(Beginning of Information shown)
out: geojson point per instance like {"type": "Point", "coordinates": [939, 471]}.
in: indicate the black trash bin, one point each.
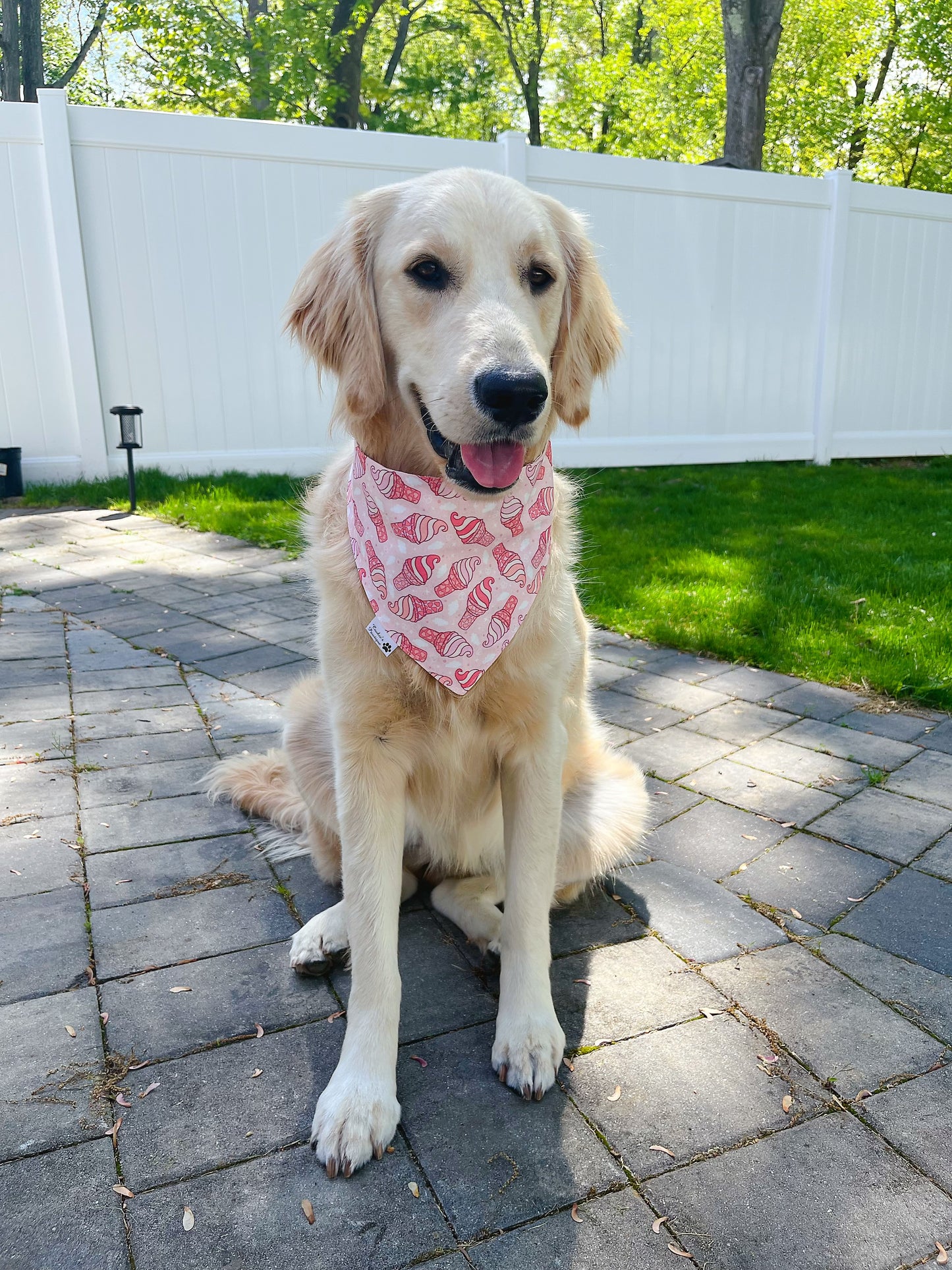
{"type": "Point", "coordinates": [11, 471]}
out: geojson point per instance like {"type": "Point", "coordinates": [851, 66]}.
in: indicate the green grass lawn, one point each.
{"type": "Point", "coordinates": [841, 574]}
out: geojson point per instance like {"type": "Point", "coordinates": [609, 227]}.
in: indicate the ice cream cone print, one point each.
{"type": "Point", "coordinates": [416, 571]}
{"type": "Point", "coordinates": [544, 504]}
{"type": "Point", "coordinates": [476, 604]}
{"type": "Point", "coordinates": [418, 654]}
{"type": "Point", "coordinates": [393, 486]}
{"type": "Point", "coordinates": [499, 623]}
{"type": "Point", "coordinates": [447, 643]}
{"type": "Point", "coordinates": [471, 529]}
{"type": "Point", "coordinates": [466, 678]}
{"type": "Point", "coordinates": [509, 564]}
{"type": "Point", "coordinates": [542, 549]}
{"type": "Point", "coordinates": [376, 519]}
{"type": "Point", "coordinates": [378, 575]}
{"type": "Point", "coordinates": [412, 608]}
{"type": "Point", "coordinates": [418, 529]}
{"type": "Point", "coordinates": [459, 578]}
{"type": "Point", "coordinates": [511, 513]}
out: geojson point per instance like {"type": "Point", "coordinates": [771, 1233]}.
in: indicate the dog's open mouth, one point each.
{"type": "Point", "coordinates": [486, 469]}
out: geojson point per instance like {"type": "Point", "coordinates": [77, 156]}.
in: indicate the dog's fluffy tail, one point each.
{"type": "Point", "coordinates": [263, 785]}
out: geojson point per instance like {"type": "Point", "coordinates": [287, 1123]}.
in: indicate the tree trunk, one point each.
{"type": "Point", "coordinates": [861, 134]}
{"type": "Point", "coordinates": [31, 49]}
{"type": "Point", "coordinates": [532, 105]}
{"type": "Point", "coordinates": [347, 70]}
{"type": "Point", "coordinates": [752, 34]}
{"type": "Point", "coordinates": [260, 67]}
{"type": "Point", "coordinates": [11, 51]}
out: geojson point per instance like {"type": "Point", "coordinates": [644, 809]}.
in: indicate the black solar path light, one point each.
{"type": "Point", "coordinates": [130, 440]}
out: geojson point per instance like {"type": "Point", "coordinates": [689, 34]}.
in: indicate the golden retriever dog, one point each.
{"type": "Point", "coordinates": [462, 315]}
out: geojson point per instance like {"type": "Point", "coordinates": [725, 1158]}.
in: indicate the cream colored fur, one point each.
{"type": "Point", "coordinates": [507, 794]}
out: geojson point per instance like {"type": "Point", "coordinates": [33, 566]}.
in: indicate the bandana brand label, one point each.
{"type": "Point", "coordinates": [380, 637]}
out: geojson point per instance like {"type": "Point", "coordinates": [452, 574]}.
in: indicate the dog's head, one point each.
{"type": "Point", "coordinates": [461, 314]}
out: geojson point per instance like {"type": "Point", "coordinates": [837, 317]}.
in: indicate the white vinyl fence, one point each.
{"type": "Point", "coordinates": [146, 258]}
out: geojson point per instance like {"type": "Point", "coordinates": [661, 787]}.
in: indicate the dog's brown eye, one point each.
{"type": "Point", "coordinates": [540, 278]}
{"type": "Point", "coordinates": [430, 274]}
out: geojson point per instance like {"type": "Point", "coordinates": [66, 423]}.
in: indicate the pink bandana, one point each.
{"type": "Point", "coordinates": [451, 579]}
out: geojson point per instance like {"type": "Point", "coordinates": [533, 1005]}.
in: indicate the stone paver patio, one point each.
{"type": "Point", "coordinates": [760, 1011]}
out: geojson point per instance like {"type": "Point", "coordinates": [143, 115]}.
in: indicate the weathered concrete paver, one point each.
{"type": "Point", "coordinates": [829, 1189]}
{"type": "Point", "coordinates": [842, 1033]}
{"type": "Point", "coordinates": [142, 653]}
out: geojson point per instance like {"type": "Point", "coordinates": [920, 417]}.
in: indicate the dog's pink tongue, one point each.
{"type": "Point", "coordinates": [495, 465]}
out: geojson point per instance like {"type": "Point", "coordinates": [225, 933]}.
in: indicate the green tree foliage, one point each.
{"type": "Point", "coordinates": [865, 84]}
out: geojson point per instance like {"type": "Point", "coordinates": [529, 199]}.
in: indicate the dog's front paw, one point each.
{"type": "Point", "coordinates": [356, 1118]}
{"type": "Point", "coordinates": [527, 1052]}
{"type": "Point", "coordinates": [319, 941]}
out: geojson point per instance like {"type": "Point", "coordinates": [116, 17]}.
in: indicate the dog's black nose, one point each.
{"type": "Point", "coordinates": [511, 397]}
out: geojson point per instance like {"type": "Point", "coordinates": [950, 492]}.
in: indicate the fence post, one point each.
{"type": "Point", "coordinates": [515, 146]}
{"type": "Point", "coordinates": [834, 268]}
{"type": "Point", "coordinates": [70, 271]}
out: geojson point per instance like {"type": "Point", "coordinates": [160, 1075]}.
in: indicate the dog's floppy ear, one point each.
{"type": "Point", "coordinates": [589, 332]}
{"type": "Point", "coordinates": [333, 312]}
(End of Information shown)
• Work item: Reproduce verbatim the stretch of lines beginning with the one containing "in: indicate the fence post, one point each." and ending at the close of the entries above.

• Finished exercise:
in: indicate the fence post, one point each.
{"type": "Point", "coordinates": [515, 146]}
{"type": "Point", "coordinates": [834, 268]}
{"type": "Point", "coordinates": [70, 271]}
out: geojson point per instance like {"type": "Point", "coordinates": [160, 1075]}.
in: indicate the dog's floppy ear, one point each.
{"type": "Point", "coordinates": [589, 332]}
{"type": "Point", "coordinates": [333, 312]}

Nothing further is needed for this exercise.